» **Zadanie**
Przedstaw wszystkie poniższe rekordy w postaci listy numerowanej, pomijając puste wiersze.

» **Dane wejściowe**
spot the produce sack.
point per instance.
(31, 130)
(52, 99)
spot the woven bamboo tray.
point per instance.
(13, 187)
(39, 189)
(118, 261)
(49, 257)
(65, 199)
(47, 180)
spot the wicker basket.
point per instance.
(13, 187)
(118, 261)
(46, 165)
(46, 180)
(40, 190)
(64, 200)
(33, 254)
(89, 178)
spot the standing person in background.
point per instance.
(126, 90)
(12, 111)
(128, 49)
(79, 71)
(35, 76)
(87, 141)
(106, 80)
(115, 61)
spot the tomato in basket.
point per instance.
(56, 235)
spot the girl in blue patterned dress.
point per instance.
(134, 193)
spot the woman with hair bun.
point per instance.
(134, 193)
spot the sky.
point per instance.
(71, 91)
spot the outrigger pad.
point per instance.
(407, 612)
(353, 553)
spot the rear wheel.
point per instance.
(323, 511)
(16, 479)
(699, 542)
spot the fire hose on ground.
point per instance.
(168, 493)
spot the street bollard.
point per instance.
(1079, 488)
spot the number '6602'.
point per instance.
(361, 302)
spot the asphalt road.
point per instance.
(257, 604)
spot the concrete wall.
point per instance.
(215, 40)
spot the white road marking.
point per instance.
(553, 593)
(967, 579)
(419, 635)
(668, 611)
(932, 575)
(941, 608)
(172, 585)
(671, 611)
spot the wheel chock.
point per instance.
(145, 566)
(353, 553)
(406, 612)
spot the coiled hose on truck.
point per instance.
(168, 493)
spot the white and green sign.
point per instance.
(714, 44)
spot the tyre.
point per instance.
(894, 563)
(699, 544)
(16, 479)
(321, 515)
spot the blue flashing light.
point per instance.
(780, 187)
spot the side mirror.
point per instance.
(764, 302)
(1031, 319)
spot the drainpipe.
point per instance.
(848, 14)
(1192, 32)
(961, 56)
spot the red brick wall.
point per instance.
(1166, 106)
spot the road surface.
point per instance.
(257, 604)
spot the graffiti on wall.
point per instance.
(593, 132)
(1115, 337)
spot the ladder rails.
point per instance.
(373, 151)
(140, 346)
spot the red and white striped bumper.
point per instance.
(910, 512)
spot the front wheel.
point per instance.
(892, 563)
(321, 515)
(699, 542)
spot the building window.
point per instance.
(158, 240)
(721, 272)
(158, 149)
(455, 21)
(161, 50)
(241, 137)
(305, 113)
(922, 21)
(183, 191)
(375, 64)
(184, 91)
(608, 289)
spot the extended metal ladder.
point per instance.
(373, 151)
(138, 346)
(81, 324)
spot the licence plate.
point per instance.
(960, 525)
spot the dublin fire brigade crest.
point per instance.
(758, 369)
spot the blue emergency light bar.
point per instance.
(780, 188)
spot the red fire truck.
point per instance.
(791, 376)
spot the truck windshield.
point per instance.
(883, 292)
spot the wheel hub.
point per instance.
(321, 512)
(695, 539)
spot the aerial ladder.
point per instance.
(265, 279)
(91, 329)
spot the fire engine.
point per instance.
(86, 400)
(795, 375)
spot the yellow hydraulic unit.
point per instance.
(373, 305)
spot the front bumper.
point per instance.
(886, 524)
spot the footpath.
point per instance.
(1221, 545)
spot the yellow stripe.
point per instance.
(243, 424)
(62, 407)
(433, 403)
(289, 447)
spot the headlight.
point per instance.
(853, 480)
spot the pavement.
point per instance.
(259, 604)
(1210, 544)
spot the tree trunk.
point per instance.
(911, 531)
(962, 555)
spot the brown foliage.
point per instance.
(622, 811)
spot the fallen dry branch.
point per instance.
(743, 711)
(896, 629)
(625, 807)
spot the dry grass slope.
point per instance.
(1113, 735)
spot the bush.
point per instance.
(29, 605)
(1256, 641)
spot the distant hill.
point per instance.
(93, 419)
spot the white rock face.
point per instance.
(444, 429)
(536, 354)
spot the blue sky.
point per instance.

» **Odpowiedź**
1. spot the produce sack.
2. point per instance.
3. (31, 130)
4. (52, 99)
5. spot the woven bamboo tray.
6. point per instance.
7. (13, 187)
8. (39, 189)
9. (118, 261)
10. (49, 257)
11. (65, 199)
12. (47, 180)
13. spot the wicker basket.
14. point per instance.
15. (13, 187)
16. (118, 261)
17. (46, 165)
18. (46, 180)
19. (40, 190)
20. (64, 200)
21. (33, 254)
22. (89, 178)
23. spot the standing person in background.
24. point per instance.
25. (126, 90)
26. (12, 111)
27. (128, 49)
28. (79, 71)
29. (35, 76)
30. (87, 141)
31. (106, 80)
32. (115, 61)
33. spot the tomato in basket.
34. point per instance.
35. (56, 235)
36. spot the girl in blue patterned dress.
37. point per instance.
38. (134, 193)
39. spot the woman with hair bun.
40. point per instance.
41. (134, 193)
42. spot the sky.
43. point per instance.
44. (71, 91)
45. spot the outrigger pad.
46. point per instance.
47. (407, 612)
48. (353, 553)
49. spot the rear wheel.
50. point per instance.
51. (323, 511)
52. (16, 479)
53. (699, 542)
54. spot the fire hose on ground.
55. point per instance.
56. (168, 493)
57. spot the street bollard.
58. point per instance.
59. (1079, 488)
60. spot the number '6602'.
61. point per instance.
62. (361, 302)
63. spot the asphalt road.
64. point per instance.
65. (257, 604)
66. spot the concrete wall.
67. point per instance.
68. (215, 40)
69. spot the white road marking.
70. point per instance.
71. (553, 593)
72. (967, 579)
73. (419, 635)
74. (668, 611)
75. (932, 575)
76. (941, 608)
77. (172, 585)
78. (671, 611)
79. spot the wheel chock.
80. point per instance.
81. (145, 566)
82. (353, 553)
83. (406, 612)
84. spot the coiled hose on truck.
85. point per instance.
86. (168, 493)
87. spot the white and green sign.
88. point per instance.
89. (714, 44)
90. spot the tyre.
91. point per instance.
92. (894, 563)
93. (699, 544)
94. (16, 479)
95. (321, 515)
96. spot the blue flashing light.
97. point per instance.
98. (780, 187)
99. spot the side mirror.
100. point per instance.
101. (764, 302)
102. (1031, 319)
103. spot the drainpipe.
104. point per instance.
105. (848, 14)
106. (1192, 32)
107. (961, 56)
108. spot the red brick wall.
109. point per instance.
110. (1166, 106)
111. spot the road surface.
112. point per instance.
113. (257, 604)
114. spot the graffiti on wall.
115. point per instance.
116. (593, 132)
117. (1115, 337)
118. spot the ladder rails.
119. point per instance.
120. (373, 151)
121. (140, 346)
122. spot the red and white striped bumper.
123. point per instance.
124. (910, 512)
125. spot the front wheel.
126. point per instance.
127. (892, 563)
128. (321, 515)
129. (699, 542)
130. spot the building window.
131. point per instance.
132. (158, 240)
133. (721, 272)
134. (158, 149)
135. (455, 21)
136. (161, 50)
137. (241, 137)
138. (305, 113)
139. (922, 21)
140. (183, 191)
141. (375, 64)
142. (184, 91)
143. (608, 289)
144. spot the extended metal ladder.
145. point per instance.
146. (373, 151)
147. (138, 346)
148. (81, 324)
149. spot the licence plate.
150. point per instance.
151. (960, 525)
152. spot the dublin fire brigade crest.
153. point per instance.
154. (758, 369)
155. spot the blue emergency light bar.
156. point per instance.
157. (780, 188)
158. spot the red fire truck.
159. point per instance.
160. (791, 376)
161. spot the truck windshield.
162. point per instance.
163. (883, 292)
164. spot the wheel hub.
165. point per instance.
166. (321, 512)
167. (695, 539)
168. spot the aerial ladder.
169. point per instance.
170. (265, 279)
171. (91, 329)
172. spot the fire engine.
173. point per instance.
174. (86, 400)
175. (795, 375)
176. spot the yellow hydraulic unit.
177. point per instance.
178. (373, 305)
179. spot the front bumper.
180. point per instance.
181. (886, 524)
182. spot the footpath.
183. point per instance.
184. (1221, 545)
185. spot the yellow stripe.
186. point per instance.
187. (243, 424)
188. (62, 407)
189. (433, 403)
190. (289, 447)
191. spot the headlight.
192. point per instance.
193. (853, 480)
194. spot the pavement.
195. point per instance.
196. (259, 604)
197. (1210, 544)
198. spot the tree trunk.
199. point per instance.
200. (911, 531)
201. (962, 555)
202. spot the brown foliage.
203. point per instance.
204. (622, 811)
205. spot the fallen dry branch.
206. point per instance.
207. (743, 711)
208. (896, 629)
209. (625, 807)
210. spot the dry grass slope.
211. point per instance.
212. (1113, 735)
213. spot the bush.
214. point per instance.
215. (29, 605)
216. (1256, 641)
217. spot the distant hill.
218. point per instance.
219. (93, 419)
220. spot the white rock face.
221. point per instance.
222. (444, 429)
223. (536, 354)
224. spot the blue sky.
225. point per instance.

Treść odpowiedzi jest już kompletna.